**WORK INSTRUCTIONS**
Copy every item below verbatim, leaving out the pictures.

**********

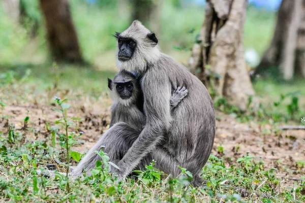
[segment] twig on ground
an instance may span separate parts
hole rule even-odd
[[[292,126],[292,125],[283,125],[279,127],[279,129],[282,130],[305,130],[305,126],[302,125]]]

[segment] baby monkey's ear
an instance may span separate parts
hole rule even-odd
[[[112,90],[112,81],[111,79],[108,78],[108,87],[109,88],[110,90]]]
[[[156,37],[156,35],[154,32],[149,32],[147,34],[147,38],[151,41],[154,46],[157,45],[158,44],[158,39]]]

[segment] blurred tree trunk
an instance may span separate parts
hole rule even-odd
[[[13,19],[18,21],[20,15],[19,0],[1,0],[4,11]]]
[[[132,7],[131,20],[138,20],[152,31],[160,33],[162,0],[130,0]]]
[[[305,77],[305,0],[283,0],[279,10],[273,37],[255,75],[276,66],[284,79],[295,71]]]
[[[68,0],[40,0],[48,40],[57,61],[83,62]]]
[[[217,93],[242,110],[255,93],[243,58],[247,0],[207,0],[191,71],[206,85],[207,76]]]

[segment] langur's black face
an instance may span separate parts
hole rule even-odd
[[[127,99],[132,95],[133,84],[131,82],[115,84],[116,91],[123,99]]]
[[[121,61],[128,60],[131,58],[136,48],[136,42],[131,39],[119,37],[118,53],[117,57]]]

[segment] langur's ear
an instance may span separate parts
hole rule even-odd
[[[156,35],[154,32],[149,32],[147,34],[147,38],[151,41],[154,46],[158,44],[158,39],[156,37]]]
[[[111,79],[108,78],[108,87],[109,88],[110,90],[112,90],[112,87],[111,86],[112,84],[112,81]]]
[[[112,36],[114,37],[115,38],[116,38],[116,39],[118,39],[120,35],[120,32],[115,32],[114,35],[112,35]]]

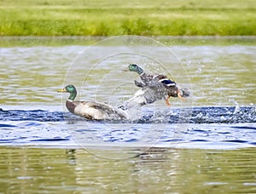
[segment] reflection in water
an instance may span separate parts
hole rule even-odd
[[[119,154],[125,155],[125,151],[120,151]],[[255,156],[254,148],[153,148],[137,157],[111,160],[96,157],[84,150],[1,147],[0,191],[253,192]]]
[[[160,143],[166,143],[169,148],[107,149],[102,146],[93,150],[94,155],[81,149],[67,149],[73,142],[66,127],[72,128],[73,122],[63,121],[59,107],[61,97],[56,94],[62,88],[72,61],[86,47],[32,44],[33,47],[0,48],[0,66],[4,70],[0,71],[0,192],[255,192],[255,38],[252,38],[250,45],[238,41],[236,45],[219,44],[215,43],[218,39],[203,44],[203,41],[199,39],[201,46],[173,46],[172,40],[169,43],[185,67],[189,79],[180,66],[172,66],[173,61],[166,61],[165,69],[155,69],[154,64],[142,64],[152,72],[166,74],[164,70],[168,70],[167,76],[174,76],[181,87],[191,86],[193,96],[189,100],[172,100],[170,114],[165,114],[170,117],[170,130],[164,132]],[[107,52],[110,47],[100,48]],[[160,48],[144,48],[166,59]],[[122,50],[124,47],[117,46],[115,49]],[[118,104],[129,99],[137,89],[133,80],[137,77],[119,70],[136,62],[130,59],[142,57],[115,54],[94,60],[97,55],[98,52],[92,53],[87,59],[88,64],[81,60],[81,66],[73,69],[72,83],[81,85],[86,81],[83,83],[81,99],[93,98],[97,88],[101,101]],[[84,80],[90,67],[96,63],[101,68],[93,69]],[[99,84],[101,80],[95,77],[105,77],[108,82]],[[120,80],[127,83],[120,83]],[[182,139],[177,140],[172,134],[175,113],[181,110],[179,107],[189,106],[192,101],[194,106],[198,106],[193,109],[194,123],[188,130],[181,131]],[[14,106],[6,108],[7,106]],[[154,106],[157,111],[166,108],[161,101]],[[154,106],[146,108],[150,111]],[[150,118],[145,121],[151,123]],[[107,125],[91,125],[96,134],[91,138],[103,138],[107,142],[128,140],[132,144],[131,140],[138,136],[136,128],[134,135],[128,137],[125,136],[126,131],[106,129]],[[138,126],[142,132],[147,132],[148,124],[139,123]],[[154,137],[154,133],[147,135]],[[121,140],[122,137],[125,138]],[[251,148],[239,149],[236,143],[243,147],[250,144]],[[27,147],[32,145],[62,146],[66,149]],[[236,150],[228,150],[235,149],[235,146]]]

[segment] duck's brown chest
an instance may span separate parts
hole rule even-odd
[[[69,100],[67,100],[66,101],[66,107],[67,108],[67,110],[72,112],[73,114],[74,114],[74,109],[76,107],[76,105],[74,102],[73,101],[69,101]]]

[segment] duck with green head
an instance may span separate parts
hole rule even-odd
[[[142,89],[128,100],[128,104],[136,104],[137,101],[141,105],[146,105],[158,100],[165,100],[166,105],[170,106],[170,97],[178,97],[184,100],[185,97],[189,96],[189,89],[179,88],[177,83],[168,79],[166,76],[148,74],[136,64],[129,65],[125,71],[137,72],[142,80],[142,82],[135,80],[135,85],[142,88]]]
[[[74,85],[69,84],[63,89],[58,90],[61,93],[69,93],[66,101],[67,110],[74,114],[88,120],[119,120],[127,119],[127,114],[110,105],[98,101],[74,100],[77,96],[77,89]]]

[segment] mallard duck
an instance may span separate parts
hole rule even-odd
[[[74,115],[89,120],[119,120],[127,118],[127,115],[123,110],[113,107],[110,105],[93,100],[74,100],[77,96],[77,89],[72,84],[58,90],[58,92],[70,94],[66,101],[66,107]]]
[[[185,97],[189,96],[189,89],[179,88],[177,83],[168,79],[166,76],[148,74],[136,64],[129,65],[127,69],[124,71],[137,72],[142,80],[142,82],[135,80],[135,85],[143,88],[128,100],[128,105],[135,104],[137,101],[143,106],[158,100],[165,100],[166,105],[171,106],[170,97],[178,97],[184,100]]]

**********

**RESPONSE TO THE EXERCISE**
[segment] twig on ground
an instance may span separate parts
hole rule even-odd
[[[292,126],[292,125],[283,125],[279,127],[279,129],[282,130],[305,130],[305,126],[302,125]]]

[segment] baby monkey's ear
an instance may span separate parts
hole rule even-odd
[[[112,90],[112,81],[111,79],[108,78],[108,87],[109,88],[110,90]]]
[[[156,37],[156,35],[154,32],[149,32],[147,34],[147,38],[151,41],[154,46],[157,45],[158,44],[158,39]]]

[segment] blurred tree trunk
an instance may span separate parts
hole rule even-odd
[[[13,19],[18,21],[20,15],[19,0],[1,0],[4,11]]]
[[[132,7],[131,20],[138,20],[152,31],[160,33],[162,0],[130,0]]]
[[[305,77],[305,0],[283,0],[279,10],[273,37],[255,75],[276,66],[284,79],[295,71]]]
[[[68,0],[40,0],[48,40],[57,61],[83,62]]]
[[[217,93],[242,110],[255,93],[243,58],[247,0],[207,0],[191,71],[206,85],[207,76]]]

[segment] langur's black face
an instance may span separate parts
hole rule even-odd
[[[127,99],[132,95],[133,84],[131,82],[115,84],[116,91],[123,99]]]
[[[121,61],[128,60],[131,58],[136,48],[136,42],[131,39],[119,37],[118,53],[117,57]]]

[segment] langur's ear
an instance may span separate parts
hole rule even-odd
[[[156,35],[154,32],[149,32],[147,34],[147,38],[151,41],[154,46],[158,44],[158,39],[156,37]]]
[[[111,79],[108,78],[108,87],[109,88],[110,90],[112,90],[112,87],[111,86],[112,84],[112,81]]]
[[[112,36],[114,37],[115,38],[116,38],[116,39],[118,39],[120,35],[120,32],[115,32],[114,35],[112,35]]]

[segment] reflection in water
an instance may span separate parts
hole rule even-odd
[[[119,154],[125,155],[125,151],[120,151]],[[255,156],[254,148],[153,148],[137,157],[111,160],[96,157],[84,150],[1,147],[0,191],[253,192]]]
[[[160,143],[166,143],[169,148],[107,149],[102,146],[93,150],[94,155],[81,149],[67,149],[73,142],[66,127],[72,128],[73,122],[63,121],[59,107],[61,97],[56,94],[62,88],[72,61],[86,47],[32,44],[33,47],[0,48],[0,66],[4,70],[0,71],[0,192],[255,192],[255,38],[252,38],[250,45],[238,41],[236,45],[219,44],[215,43],[218,39],[203,44],[203,41],[199,39],[201,46],[173,46],[172,40],[169,43],[185,67],[189,79],[180,66],[172,66],[173,61],[166,61],[165,69],[155,69],[154,64],[142,64],[152,72],[166,74],[164,70],[168,70],[167,76],[174,76],[181,87],[191,86],[193,96],[189,100],[172,100],[170,114],[165,114],[170,117],[170,130],[164,132]],[[107,52],[110,47],[100,48]],[[160,48],[144,48],[166,59]],[[122,50],[124,47],[117,46],[115,49]],[[118,104],[129,99],[137,89],[133,80],[137,77],[119,70],[136,62],[130,59],[142,57],[115,54],[94,60],[97,55],[98,52],[92,53],[87,59],[88,64],[81,60],[81,66],[73,69],[72,83],[81,85],[86,81],[83,83],[81,99],[93,98],[97,88],[101,101]],[[84,80],[90,67],[96,63],[101,68],[93,69]],[[99,84],[101,80],[95,77],[105,77],[108,82]],[[120,80],[127,83],[120,83]],[[182,139],[177,140],[172,134],[175,113],[181,110],[179,107],[189,106],[192,101],[194,106],[198,106],[193,109],[194,123],[188,130],[181,131]],[[14,106],[6,108],[7,106]],[[154,106],[157,111],[166,108],[161,101]],[[154,106],[146,108],[150,111]],[[150,118],[145,121],[151,123]],[[107,125],[91,125],[96,134],[91,138],[103,138],[107,142],[128,140],[132,144],[131,140],[138,136],[136,128],[134,135],[128,137],[125,136],[126,131],[106,129]],[[138,126],[142,132],[147,132],[148,124],[139,123]],[[154,137],[154,133],[147,135]],[[121,140],[122,137],[125,138]],[[251,148],[239,149],[236,143],[243,147],[250,144]],[[27,147],[32,145],[62,146],[66,149]],[[236,150],[228,150],[235,149],[235,146]]]

[segment] duck's brown chest
an instance may span separate parts
hole rule even-odd
[[[69,100],[67,100],[66,101],[66,107],[67,108],[67,110],[72,112],[73,114],[74,114],[74,109],[76,107],[76,105],[74,102],[73,101],[69,101]]]

[segment] duck with green head
an instance may span separate parts
hole rule even-odd
[[[142,89],[128,100],[128,104],[136,104],[137,101],[141,105],[146,105],[158,100],[165,100],[166,105],[170,106],[170,97],[178,97],[184,100],[185,97],[189,96],[189,89],[179,88],[177,83],[168,79],[166,76],[148,74],[136,64],[129,65],[125,71],[137,72],[142,80],[142,82],[135,80],[135,85],[142,88]]]
[[[74,85],[69,84],[63,89],[58,90],[61,93],[69,93],[66,101],[67,110],[74,114],[88,120],[119,120],[127,119],[127,114],[110,105],[98,101],[74,100],[77,96],[77,89]]]

[segment] mallard duck
an instance may span separate parts
hole rule even-odd
[[[74,115],[89,120],[119,120],[127,118],[127,115],[123,110],[113,107],[110,105],[93,100],[74,100],[77,96],[77,89],[72,84],[58,90],[58,92],[70,94],[66,101],[66,107]]]
[[[185,97],[189,96],[189,89],[179,88],[177,83],[168,79],[166,76],[148,74],[136,64],[129,65],[127,69],[124,71],[137,72],[142,80],[142,82],[135,80],[135,85],[143,88],[128,100],[128,105],[135,104],[137,101],[143,106],[158,100],[165,100],[166,105],[171,106],[170,97],[178,97],[184,100]]]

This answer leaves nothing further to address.